- REQUIRED WORK -
Starting with the line that contains "Target: horse's mane", write out each line through the end of the listing, unchanged. Output nothing else.

[Start of DATA PROVIDED]

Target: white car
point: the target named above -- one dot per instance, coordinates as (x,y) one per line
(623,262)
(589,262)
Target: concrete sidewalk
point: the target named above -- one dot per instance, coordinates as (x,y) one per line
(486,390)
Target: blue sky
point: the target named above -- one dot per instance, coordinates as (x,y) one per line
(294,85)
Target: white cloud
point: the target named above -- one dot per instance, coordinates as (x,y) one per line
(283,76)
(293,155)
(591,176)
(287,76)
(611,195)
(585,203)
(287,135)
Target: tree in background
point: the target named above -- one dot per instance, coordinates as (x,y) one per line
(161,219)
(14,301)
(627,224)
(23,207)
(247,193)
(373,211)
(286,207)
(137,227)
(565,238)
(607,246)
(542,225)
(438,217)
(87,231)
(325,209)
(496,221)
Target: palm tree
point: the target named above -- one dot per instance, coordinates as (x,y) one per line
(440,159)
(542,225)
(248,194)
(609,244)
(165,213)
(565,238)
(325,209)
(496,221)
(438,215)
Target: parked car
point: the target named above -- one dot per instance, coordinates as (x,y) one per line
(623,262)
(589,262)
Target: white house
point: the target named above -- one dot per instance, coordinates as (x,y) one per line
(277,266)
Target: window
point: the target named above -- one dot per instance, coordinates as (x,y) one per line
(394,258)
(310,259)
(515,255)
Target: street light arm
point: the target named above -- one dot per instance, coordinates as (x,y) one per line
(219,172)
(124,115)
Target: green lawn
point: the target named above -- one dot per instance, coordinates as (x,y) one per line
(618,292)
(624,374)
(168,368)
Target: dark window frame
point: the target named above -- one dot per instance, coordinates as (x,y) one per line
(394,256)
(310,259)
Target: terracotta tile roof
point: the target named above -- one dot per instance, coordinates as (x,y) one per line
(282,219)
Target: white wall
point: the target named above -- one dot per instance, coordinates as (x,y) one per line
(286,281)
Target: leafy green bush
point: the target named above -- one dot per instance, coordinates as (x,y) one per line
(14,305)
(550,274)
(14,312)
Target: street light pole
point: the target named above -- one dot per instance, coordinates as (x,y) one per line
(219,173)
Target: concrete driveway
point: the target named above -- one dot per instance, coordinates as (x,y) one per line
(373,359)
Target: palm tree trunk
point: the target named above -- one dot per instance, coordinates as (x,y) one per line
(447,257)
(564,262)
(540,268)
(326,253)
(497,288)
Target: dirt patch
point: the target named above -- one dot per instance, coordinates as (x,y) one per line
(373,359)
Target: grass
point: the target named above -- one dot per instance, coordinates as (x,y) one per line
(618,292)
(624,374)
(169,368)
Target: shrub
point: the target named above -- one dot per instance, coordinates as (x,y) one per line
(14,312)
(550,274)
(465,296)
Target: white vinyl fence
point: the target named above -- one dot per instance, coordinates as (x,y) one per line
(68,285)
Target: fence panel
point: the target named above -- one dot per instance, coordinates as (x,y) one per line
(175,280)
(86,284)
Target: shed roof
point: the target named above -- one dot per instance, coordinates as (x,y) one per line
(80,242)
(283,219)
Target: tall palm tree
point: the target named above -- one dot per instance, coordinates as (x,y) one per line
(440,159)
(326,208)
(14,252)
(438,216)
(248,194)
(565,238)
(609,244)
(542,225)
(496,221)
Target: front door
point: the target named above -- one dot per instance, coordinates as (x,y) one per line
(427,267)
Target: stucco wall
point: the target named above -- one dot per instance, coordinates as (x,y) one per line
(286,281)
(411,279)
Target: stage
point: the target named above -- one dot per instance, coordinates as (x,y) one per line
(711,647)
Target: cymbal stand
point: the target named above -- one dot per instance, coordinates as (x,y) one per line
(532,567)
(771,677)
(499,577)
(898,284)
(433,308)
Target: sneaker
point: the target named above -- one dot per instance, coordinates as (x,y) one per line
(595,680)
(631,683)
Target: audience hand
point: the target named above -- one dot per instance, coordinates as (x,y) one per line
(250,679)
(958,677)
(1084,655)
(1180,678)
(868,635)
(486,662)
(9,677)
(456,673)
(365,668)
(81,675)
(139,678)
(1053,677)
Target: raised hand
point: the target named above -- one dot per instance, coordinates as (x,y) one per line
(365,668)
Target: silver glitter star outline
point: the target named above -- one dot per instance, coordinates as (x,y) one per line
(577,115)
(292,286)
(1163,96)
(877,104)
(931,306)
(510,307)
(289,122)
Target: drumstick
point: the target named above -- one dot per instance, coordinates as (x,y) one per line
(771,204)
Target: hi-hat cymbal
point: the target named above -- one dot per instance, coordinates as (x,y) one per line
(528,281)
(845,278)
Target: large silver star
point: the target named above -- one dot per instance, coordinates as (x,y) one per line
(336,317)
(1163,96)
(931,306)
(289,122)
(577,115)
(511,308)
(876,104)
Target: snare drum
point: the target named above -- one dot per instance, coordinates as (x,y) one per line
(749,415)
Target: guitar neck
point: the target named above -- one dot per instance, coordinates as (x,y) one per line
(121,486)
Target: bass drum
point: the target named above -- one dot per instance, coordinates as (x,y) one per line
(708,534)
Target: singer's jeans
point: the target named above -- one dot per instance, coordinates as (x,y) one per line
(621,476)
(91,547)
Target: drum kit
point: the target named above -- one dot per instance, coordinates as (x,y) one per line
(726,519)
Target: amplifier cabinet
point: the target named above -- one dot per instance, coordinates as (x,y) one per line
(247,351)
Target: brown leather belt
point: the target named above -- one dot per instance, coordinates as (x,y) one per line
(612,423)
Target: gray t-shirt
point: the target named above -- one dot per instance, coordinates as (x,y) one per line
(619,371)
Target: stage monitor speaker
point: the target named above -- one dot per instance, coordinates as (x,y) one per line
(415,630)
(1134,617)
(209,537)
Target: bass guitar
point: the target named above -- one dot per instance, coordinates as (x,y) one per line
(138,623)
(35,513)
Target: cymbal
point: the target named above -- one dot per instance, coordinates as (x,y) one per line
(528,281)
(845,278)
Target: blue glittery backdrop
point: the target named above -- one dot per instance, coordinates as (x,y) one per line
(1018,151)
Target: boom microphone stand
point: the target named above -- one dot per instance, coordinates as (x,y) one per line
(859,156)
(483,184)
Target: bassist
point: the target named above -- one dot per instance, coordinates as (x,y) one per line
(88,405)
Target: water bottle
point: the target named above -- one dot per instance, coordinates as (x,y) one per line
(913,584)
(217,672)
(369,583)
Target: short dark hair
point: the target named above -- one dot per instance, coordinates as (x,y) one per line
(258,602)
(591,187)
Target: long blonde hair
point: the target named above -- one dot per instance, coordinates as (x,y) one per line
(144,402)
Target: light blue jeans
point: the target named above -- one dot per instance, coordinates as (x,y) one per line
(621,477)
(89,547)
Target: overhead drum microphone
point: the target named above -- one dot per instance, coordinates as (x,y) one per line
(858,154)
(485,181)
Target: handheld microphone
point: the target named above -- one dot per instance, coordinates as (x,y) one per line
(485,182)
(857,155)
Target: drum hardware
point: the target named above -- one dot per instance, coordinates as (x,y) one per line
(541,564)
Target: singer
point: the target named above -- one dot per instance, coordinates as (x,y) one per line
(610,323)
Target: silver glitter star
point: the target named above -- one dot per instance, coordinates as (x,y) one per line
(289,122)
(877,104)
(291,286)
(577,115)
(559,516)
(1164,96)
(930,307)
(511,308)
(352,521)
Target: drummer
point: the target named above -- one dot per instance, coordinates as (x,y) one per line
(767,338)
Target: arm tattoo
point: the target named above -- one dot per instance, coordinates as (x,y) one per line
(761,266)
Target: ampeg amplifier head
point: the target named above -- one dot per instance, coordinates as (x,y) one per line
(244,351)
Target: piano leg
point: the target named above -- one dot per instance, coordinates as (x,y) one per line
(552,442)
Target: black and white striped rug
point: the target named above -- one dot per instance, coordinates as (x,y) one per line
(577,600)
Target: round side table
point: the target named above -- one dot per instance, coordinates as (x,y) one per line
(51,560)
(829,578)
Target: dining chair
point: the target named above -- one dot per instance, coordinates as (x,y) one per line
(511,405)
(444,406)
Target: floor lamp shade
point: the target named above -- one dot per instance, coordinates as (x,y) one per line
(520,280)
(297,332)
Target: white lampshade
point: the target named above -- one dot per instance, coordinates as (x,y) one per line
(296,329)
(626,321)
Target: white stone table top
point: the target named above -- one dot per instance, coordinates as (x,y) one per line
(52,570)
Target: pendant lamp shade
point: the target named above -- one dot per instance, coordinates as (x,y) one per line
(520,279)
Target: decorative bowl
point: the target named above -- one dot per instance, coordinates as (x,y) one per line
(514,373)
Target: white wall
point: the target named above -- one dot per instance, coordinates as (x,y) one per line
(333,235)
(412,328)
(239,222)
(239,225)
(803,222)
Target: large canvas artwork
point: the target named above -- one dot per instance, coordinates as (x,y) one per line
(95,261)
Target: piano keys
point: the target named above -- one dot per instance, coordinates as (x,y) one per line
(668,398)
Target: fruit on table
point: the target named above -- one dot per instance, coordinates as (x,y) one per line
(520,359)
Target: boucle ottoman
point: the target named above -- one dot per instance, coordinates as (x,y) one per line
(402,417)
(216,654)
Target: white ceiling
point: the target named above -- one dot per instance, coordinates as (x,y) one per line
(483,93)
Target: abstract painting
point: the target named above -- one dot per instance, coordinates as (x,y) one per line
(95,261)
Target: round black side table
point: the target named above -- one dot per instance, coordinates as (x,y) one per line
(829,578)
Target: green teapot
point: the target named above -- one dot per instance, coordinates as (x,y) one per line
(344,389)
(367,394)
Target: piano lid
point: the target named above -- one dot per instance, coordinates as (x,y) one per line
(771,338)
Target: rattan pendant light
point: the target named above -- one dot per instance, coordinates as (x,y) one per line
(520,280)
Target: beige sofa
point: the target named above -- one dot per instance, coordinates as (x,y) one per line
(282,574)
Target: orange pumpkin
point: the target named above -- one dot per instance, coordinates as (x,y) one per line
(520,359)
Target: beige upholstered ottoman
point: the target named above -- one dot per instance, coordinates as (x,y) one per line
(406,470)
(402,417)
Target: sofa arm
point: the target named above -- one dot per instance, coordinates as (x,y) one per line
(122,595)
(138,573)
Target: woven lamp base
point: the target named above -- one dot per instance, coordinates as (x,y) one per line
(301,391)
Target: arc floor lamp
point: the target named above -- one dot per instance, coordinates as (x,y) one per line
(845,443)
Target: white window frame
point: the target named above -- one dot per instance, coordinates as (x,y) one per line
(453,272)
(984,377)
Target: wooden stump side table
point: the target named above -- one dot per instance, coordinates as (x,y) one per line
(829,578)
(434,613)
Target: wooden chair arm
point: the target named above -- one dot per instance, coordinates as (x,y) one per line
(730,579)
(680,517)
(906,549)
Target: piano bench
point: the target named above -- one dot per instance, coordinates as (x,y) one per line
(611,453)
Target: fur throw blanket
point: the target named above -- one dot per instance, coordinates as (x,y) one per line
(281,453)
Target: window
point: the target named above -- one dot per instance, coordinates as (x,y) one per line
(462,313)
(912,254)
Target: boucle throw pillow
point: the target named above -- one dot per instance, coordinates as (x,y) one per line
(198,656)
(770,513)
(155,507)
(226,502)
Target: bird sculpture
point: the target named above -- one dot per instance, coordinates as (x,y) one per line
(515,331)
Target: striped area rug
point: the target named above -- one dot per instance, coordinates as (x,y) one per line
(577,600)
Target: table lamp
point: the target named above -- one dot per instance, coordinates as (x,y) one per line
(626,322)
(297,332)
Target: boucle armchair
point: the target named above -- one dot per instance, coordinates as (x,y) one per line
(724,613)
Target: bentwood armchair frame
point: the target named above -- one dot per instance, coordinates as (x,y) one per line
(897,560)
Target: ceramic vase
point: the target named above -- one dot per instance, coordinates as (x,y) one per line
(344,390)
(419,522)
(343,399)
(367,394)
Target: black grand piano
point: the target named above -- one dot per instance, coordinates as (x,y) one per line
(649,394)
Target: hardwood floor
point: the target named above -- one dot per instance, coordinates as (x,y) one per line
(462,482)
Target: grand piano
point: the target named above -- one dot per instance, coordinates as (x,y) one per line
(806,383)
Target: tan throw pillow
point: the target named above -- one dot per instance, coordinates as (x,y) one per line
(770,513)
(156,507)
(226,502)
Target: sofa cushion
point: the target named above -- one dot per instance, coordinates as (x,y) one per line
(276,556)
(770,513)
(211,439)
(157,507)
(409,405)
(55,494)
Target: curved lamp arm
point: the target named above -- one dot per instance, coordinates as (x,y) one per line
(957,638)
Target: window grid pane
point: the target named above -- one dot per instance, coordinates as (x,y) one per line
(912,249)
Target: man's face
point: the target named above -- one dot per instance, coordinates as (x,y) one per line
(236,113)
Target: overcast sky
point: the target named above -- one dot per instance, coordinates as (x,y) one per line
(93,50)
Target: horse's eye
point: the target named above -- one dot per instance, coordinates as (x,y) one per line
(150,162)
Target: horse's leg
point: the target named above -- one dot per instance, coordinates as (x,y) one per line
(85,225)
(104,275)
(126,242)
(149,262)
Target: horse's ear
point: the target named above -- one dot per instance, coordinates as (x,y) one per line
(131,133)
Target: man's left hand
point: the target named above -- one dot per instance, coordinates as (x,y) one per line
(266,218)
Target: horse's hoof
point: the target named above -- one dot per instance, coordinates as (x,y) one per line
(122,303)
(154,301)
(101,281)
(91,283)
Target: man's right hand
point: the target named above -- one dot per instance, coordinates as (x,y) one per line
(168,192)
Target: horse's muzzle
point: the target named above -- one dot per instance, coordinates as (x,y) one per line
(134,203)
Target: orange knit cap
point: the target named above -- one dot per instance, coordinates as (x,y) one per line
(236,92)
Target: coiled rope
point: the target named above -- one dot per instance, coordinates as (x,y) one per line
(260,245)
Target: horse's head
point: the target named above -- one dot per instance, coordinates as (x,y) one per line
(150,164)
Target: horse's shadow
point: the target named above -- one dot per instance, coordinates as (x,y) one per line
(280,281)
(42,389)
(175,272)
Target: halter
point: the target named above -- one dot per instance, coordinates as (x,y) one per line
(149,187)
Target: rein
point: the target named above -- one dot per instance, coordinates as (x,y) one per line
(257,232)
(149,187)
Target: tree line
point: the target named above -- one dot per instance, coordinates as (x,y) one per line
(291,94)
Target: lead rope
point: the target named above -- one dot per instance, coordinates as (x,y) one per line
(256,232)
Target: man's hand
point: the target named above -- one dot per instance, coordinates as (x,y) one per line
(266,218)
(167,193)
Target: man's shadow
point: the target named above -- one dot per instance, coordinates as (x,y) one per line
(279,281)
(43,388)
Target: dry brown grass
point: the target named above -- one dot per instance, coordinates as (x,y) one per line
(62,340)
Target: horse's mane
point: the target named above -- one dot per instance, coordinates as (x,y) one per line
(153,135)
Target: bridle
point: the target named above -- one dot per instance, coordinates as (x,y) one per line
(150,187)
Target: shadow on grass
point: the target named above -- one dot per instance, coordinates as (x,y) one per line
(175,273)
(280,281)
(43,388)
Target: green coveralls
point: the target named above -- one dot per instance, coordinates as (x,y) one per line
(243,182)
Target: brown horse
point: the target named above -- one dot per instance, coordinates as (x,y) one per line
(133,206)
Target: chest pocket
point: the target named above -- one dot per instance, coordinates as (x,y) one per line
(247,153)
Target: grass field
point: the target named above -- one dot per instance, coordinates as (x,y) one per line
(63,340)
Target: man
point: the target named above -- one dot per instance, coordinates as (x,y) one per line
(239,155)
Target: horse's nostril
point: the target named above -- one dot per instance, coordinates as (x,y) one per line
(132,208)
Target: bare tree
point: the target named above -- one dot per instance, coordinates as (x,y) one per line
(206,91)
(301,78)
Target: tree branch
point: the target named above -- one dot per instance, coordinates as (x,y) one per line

[End of DATA PROVIDED]

- THE COMPLETED TASK -
Target: horse's mane
point: the target named above -- one dot per instance, coordinates as (x,y) one per line
(153,135)
Target: bridle
point: the target named above -- one dot per instance, coordinates as (x,y) one per line
(150,187)
Target: shadow on grass
point: the target named above -- one dot per instance, coordinates as (x,y) one per line
(175,273)
(280,281)
(43,388)
Target: green coveralls
point: the target named above -- one dot per instance, coordinates as (x,y) one per line
(243,182)
Target: brown horse
point: the target named above -- one dot per instance, coordinates as (x,y) one per line
(133,206)
Target: chest pocket
point: the target named above -- one dot per instance, coordinates as (x,y) one per line
(247,153)
Target: grass field
point: the target named above -- one dot per instance, coordinates as (x,y) one per line
(63,340)
Target: man
point: the target named above -- one dot per instance, coordinates as (x,y) one per line
(239,155)
Target: horse's nostril
point: the target named above -- one dot per instance, coordinates as (x,y) one per line
(132,208)
Target: bare tree
point: the target named above -- one dot per instance, coordinates as (x,y) one per line
(206,91)
(301,78)
Target: tree branch
point: the target named above -- one dot per instance, coordinates as (x,y) one per line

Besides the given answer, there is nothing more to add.